■ PROBLEM REQUIREMENTS
Retype the entries below exactly, and keep every picture out of your version.

■ DATA
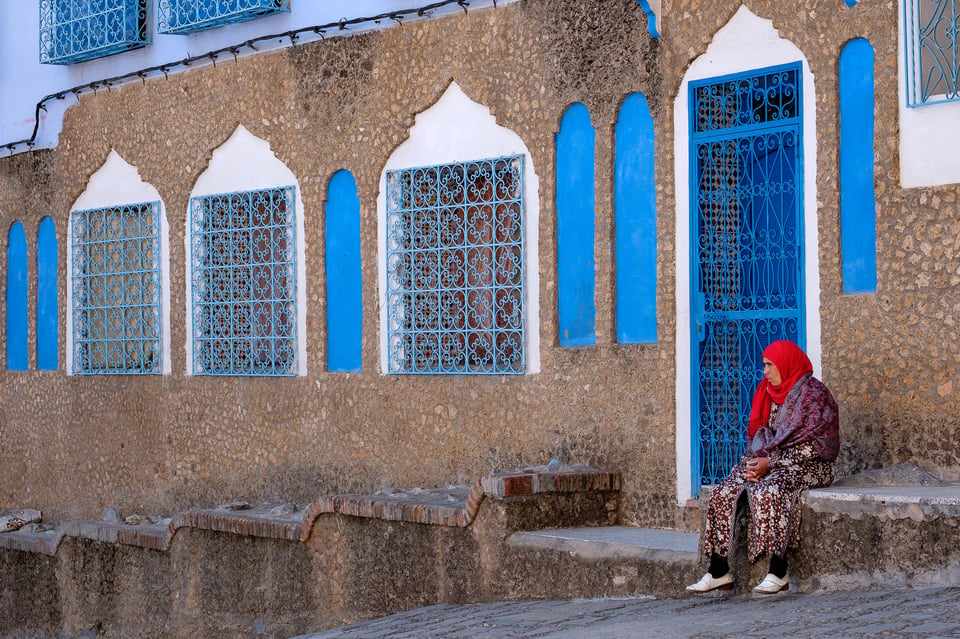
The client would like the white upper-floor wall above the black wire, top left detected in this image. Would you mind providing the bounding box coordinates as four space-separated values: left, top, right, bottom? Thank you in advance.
0 0 517 155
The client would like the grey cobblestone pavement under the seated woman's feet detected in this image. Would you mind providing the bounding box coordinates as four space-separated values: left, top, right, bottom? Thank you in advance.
290 587 960 639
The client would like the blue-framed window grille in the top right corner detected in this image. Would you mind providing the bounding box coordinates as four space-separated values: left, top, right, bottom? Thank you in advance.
903 0 960 107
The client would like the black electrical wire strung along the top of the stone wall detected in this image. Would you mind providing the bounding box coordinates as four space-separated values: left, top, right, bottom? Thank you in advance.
0 0 497 153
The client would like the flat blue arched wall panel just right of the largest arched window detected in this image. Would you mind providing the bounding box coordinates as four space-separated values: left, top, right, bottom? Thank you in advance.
556 102 597 346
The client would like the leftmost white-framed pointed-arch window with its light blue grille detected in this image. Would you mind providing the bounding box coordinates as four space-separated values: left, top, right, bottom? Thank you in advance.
66 151 170 375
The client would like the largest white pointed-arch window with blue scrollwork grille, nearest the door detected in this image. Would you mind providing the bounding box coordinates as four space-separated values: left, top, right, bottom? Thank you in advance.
377 83 540 375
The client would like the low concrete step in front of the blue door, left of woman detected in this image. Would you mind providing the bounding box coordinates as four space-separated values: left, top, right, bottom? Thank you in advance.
502 526 700 599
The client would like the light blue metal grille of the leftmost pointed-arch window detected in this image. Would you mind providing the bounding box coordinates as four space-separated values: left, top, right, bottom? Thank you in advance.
70 202 161 375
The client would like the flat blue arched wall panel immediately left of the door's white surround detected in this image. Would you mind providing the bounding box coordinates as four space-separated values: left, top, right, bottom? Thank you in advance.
613 93 657 344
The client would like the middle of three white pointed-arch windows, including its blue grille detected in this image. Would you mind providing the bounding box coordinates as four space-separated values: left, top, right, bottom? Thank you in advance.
187 126 306 376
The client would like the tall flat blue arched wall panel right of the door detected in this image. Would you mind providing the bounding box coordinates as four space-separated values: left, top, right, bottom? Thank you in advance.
839 38 877 293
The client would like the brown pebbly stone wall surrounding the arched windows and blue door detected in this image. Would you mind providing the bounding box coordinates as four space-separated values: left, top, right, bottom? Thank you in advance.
0 0 960 526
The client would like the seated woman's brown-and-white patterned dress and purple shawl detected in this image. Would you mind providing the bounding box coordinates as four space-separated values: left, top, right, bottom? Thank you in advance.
704 376 839 561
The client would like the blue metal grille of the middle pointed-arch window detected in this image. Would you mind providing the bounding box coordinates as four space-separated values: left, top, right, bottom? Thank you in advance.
190 186 297 376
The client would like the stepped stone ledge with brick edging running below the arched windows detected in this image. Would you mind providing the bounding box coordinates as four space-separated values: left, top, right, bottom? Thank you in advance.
0 465 620 639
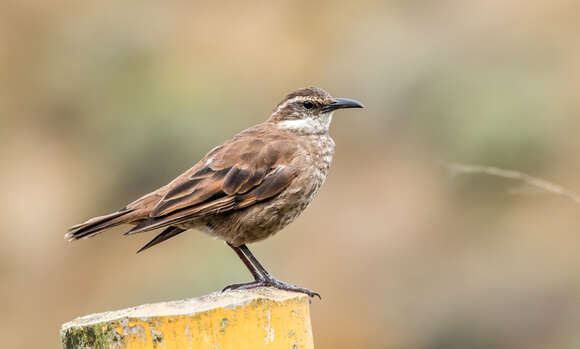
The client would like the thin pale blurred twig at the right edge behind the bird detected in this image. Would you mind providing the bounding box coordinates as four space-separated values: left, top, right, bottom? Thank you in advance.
443 163 580 204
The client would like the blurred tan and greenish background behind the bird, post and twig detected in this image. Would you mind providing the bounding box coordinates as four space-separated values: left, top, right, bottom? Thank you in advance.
0 0 580 349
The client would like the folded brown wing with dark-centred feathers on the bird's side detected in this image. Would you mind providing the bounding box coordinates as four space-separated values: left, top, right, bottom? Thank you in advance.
127 135 297 234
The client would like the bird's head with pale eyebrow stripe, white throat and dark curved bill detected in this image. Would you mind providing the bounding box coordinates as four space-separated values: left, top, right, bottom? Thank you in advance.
268 86 363 134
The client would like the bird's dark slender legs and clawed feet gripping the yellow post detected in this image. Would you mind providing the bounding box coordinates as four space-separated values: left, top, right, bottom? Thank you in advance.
223 243 321 298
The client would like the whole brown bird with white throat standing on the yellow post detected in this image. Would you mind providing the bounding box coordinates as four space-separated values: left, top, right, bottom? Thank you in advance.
65 86 363 297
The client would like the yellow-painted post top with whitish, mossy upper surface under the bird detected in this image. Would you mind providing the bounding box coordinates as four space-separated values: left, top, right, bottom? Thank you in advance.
61 288 314 349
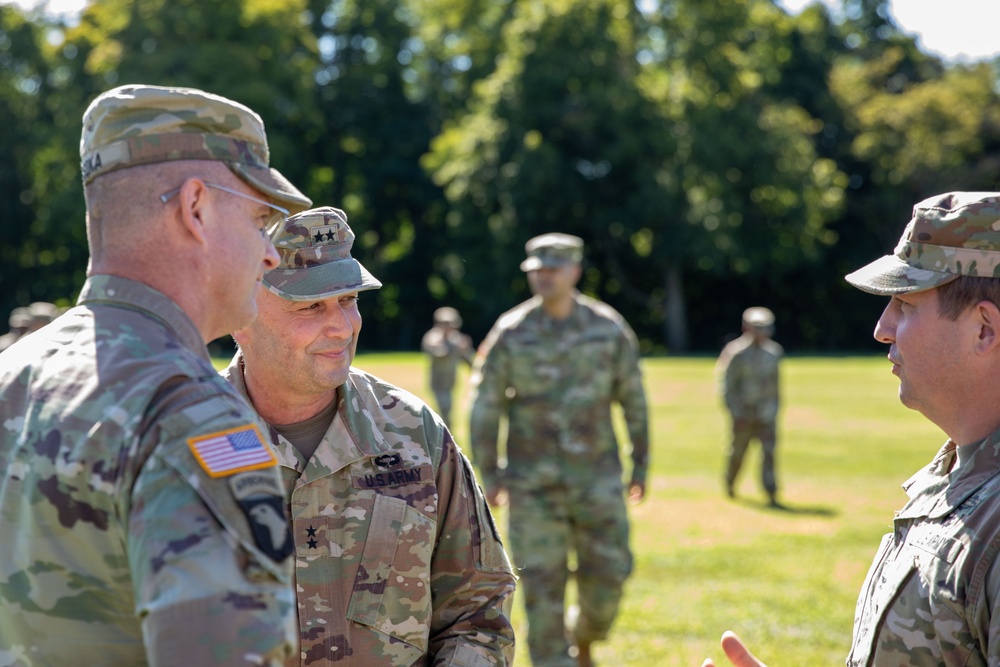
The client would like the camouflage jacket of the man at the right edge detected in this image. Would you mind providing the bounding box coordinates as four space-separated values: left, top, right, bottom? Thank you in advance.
847 431 1000 667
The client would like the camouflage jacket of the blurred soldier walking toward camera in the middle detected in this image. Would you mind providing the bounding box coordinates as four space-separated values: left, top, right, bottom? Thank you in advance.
470 294 649 488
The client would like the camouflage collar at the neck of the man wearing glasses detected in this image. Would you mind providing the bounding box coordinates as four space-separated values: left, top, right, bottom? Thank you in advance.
76 274 211 361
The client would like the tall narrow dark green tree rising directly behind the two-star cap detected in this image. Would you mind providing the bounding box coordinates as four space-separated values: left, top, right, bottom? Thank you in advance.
306 0 460 348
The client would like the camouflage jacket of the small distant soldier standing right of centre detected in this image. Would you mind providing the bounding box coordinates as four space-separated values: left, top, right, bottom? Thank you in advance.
716 334 784 422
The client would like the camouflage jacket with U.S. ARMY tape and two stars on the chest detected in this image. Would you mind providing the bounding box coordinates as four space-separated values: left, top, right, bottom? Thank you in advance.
223 354 514 667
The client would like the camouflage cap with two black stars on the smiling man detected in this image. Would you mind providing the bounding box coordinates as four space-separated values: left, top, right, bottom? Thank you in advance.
264 206 382 301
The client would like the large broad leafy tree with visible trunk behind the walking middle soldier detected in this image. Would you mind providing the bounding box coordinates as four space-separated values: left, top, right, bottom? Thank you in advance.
426 1 846 350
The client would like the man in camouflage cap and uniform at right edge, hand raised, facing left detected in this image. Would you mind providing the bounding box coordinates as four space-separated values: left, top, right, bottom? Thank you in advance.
707 192 1000 667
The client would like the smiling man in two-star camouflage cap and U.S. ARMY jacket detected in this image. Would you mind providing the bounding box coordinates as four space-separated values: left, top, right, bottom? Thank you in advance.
224 207 514 667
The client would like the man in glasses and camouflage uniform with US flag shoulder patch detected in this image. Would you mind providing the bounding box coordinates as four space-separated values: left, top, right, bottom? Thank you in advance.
0 85 310 667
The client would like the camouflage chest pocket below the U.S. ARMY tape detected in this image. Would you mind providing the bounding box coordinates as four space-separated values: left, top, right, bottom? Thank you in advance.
347 494 435 651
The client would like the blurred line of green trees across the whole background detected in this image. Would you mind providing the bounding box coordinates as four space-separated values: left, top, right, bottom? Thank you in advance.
0 0 1000 354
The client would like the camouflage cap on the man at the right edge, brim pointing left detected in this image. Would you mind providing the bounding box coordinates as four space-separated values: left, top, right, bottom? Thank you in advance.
846 192 1000 295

■ SOLUTION FOR THIS EXERCISE
The client would like the white upper-floor wall above the black wire, top left detected in this image. Would you mind providing the bounding box coordinates as four space-separated values: left, top, right, bottom? Thank you in advance.
0 0 517 155
The client would like the grey cobblestone pavement under the seated woman's feet detected in this image. Would you mind providing the bounding box coordinates as four space-separated values: left, top, right, bottom? Thank you in advance.
290 587 960 639
The client would like the blue-framed window grille in the top right corner detected in this image. Would you mind providing the bounding box coordinates as four space-separated values: left, top, right, bottom? Thank you in advance.
903 0 960 107
The client would like the black electrical wire strung along the top of the stone wall detected in this image. Would you mind providing the bounding box coordinates as four space-separated values: left, top, right, bottom? Thank you in advance.
0 0 497 153
The client would like the flat blue arched wall panel just right of the largest arched window detected in this image. Would you mind providing the bounding box coordinates as four space-separated values: left, top, right, bottom? Thank you in advance.
556 102 597 346
The client would like the leftmost white-framed pointed-arch window with its light blue grille detected in this image. Would you mind providing the bounding box coordinates as four space-separated values: left, top, right, bottom? Thank you in advance.
66 151 170 375
The client would like the largest white pointed-arch window with blue scrollwork grille, nearest the door detected in this image. Would you mind providing the bounding box coordinates as four space-separated values: left, top, right, bottom? Thank you in advance.
377 83 540 375
The client would like the low concrete step in front of the blue door, left of woman detected in this image. Would you mind providing the bounding box coordinates as four space-separated values: left, top, right, bottom? Thank you in advance.
502 526 700 599
The client would like the light blue metal grille of the leftmost pointed-arch window detected in this image. Would you mind providing the bounding box coordinates as four space-separated values: left, top, right, bottom? Thank you in advance.
70 202 161 375
The client would like the flat blue arched wall panel immediately left of the door's white surround detected in this image. Would you mind providing the bounding box coordinates as four space-separated values: left, top, right, bottom? Thank you in advance.
613 93 657 344
The client would like the middle of three white pointed-arch windows, including its blue grille detected in this image. Would you mind providing the bounding box coordinates as four space-separated values: left, top, right, bottom? Thank you in advance.
187 126 306 376
The client would like the tall flat blue arched wall panel right of the door detected in this image. Would you mind providing the bounding box coordinates as four space-separated values: left, top, right, bottom? Thank you in advance.
839 38 877 293
The client would like the brown pebbly stone wall surrounding the arched windows and blue door detected in this image. Would you mind providing the bounding box coordinates as four space-separated values: left, top, right, bottom? Thank you in advance.
0 0 960 526
The client would like the seated woman's brown-and-white patterned dress and purple shawl detected in this image. Would you mind providing the bounding box coordinates as four space-separated values: left, top, right, bottom? Thank you in advance.
704 376 839 561
The client would like the blue metal grille of the middle pointed-arch window detected in this image. Would you mind providing the bounding box coordinates as four space-separated values: left, top, right, bottom? Thank you in advance.
190 186 297 376
The client would like the stepped stone ledge with brick edging running below the arched windows detected in this image. Would you mind providing the bounding box coordinates as four space-separated values: left, top, right, bottom? Thank you in advance.
0 465 620 639
The client would like the thin pale blurred twig at the right edge behind the bird detected in this image. Would you mind providing the bounding box coordinates as four space-separated values: left, top, right, bottom? Thank you in advance.
443 163 580 204
The client would like the blurred tan and greenish background behind the bird, post and twig detected in this image. Would you mind providing the bounding box coordinates as four space-separated values: left, top, right, bottom? Thank you in advance.
0 0 580 349
The client would like the folded brown wing with dark-centred feathers on the bird's side detected in this image. Would you mind providing the bounding box coordinates as four space-separated values: left, top, right, bottom? Thank you in advance.
127 135 297 234
The client would like the bird's head with pale eyebrow stripe, white throat and dark curved bill detected in this image. Would you mind providing the bounding box coordinates as four space-separated values: left, top, right, bottom? Thank you in advance.
268 86 363 134
The client would like the bird's dark slender legs and clawed feet gripping the yellow post detected in this image. Would you mind providing the bounding box coordinates as four space-separated values: left, top, right, bottom? Thank you in advance.
223 243 321 298
The client would like the whole brown bird with white throat standing on the yellow post detected in this image. Would you mind providing the bounding box coordinates as four space-separated values: left, top, right, bottom? Thank you in advance.
65 86 363 297
The client would like the yellow-painted post top with whitish, mossy upper surface under the bird detected in this image. Would you mind providing the bounding box coordinates as four space-separated values: left, top, right, bottom? Thank you in advance.
61 288 314 349
The client would like the camouflage jacket of the man at the right edge detected in this image. Would you mind providing the bounding box coordinates as four space-separated values: left, top, right, bottom? Thank you in advance.
847 431 1000 667
The client would like the camouflage jacket of the blurred soldier walking toward camera in the middle detected in this image. Would you mind providing the bounding box coordinates as four space-separated values: left, top, right, bottom? Thank you in advance.
470 294 649 488
The client would like the camouflage collar at the neck of the man wearing glasses detected in this image. Would you mind providing the bounding box coordinates as four space-separated values: left, top, right, bottom? Thank you in advance.
76 274 211 361
The client would like the tall narrow dark green tree rising directly behind the two-star cap detected in this image. Would you mind providing the bounding box coordinates as four space-separated values: left, top, right, bottom? Thank you in advance.
306 0 460 348
The client would like the camouflage jacket of the small distant soldier standing right of centre detected in this image. Would you mind providing the bounding box coordinates as four space-separated values: left, top, right, bottom? Thank you in advance.
716 334 784 422
The client would like the camouflage jacket with U.S. ARMY tape and two stars on the chest detected in this image. Would you mind providing the bounding box coordinates as four space-separated values: left, top, right, bottom? Thank you in advance.
223 354 514 667
The client would like the camouflage cap with two black stars on the smiling man detected in this image. Would you mind providing the bounding box coordinates as four space-separated values: left, top, right, bottom? Thank you in advance.
264 206 382 301
The client would like the large broad leafy tree with visible trunk behind the walking middle soldier detected in this image. Would you mind providing the bounding box coordinates as four space-separated values: left, top, right, bottom? Thank you in advance.
426 1 846 350
The client would like the man in camouflage cap and uniform at right edge, hand raised, facing left detected in this image. Would you mind providing the bounding box coordinates as four space-separated values: left, top, right, bottom? Thank you in advance.
707 192 1000 667
The client would like the smiling man in two-star camouflage cap and U.S. ARMY jacket detected in this image. Would you mind providing the bounding box coordinates as four space-separated values: left, top, right, bottom? Thank you in advance.
224 207 514 667
The client would like the man in glasses and camouflage uniform with US flag shoulder patch detected in this image. Would you mind providing the bounding box coordinates as four space-separated values: left, top, right, bottom? Thank you in advance.
0 85 310 667
The client would like the camouflage chest pocket below the U.S. ARMY tape detected in this image. Would you mind providing the bounding box coordinates as four space-separated values: left, top, right, bottom? Thank you in advance.
347 494 435 651
The client would like the blurred line of green trees across the whole background detected in this image. Would you mind providing the bounding box coordinates as four space-separated values: left, top, right, bottom? Thank you in advance.
0 0 1000 354
The client would like the camouflage cap on the man at the right edge, brim pointing left detected in this image. Would you mind providing the bounding box coordinates as four space-separated values: left, top, right, bottom? Thank you in advance.
846 192 1000 295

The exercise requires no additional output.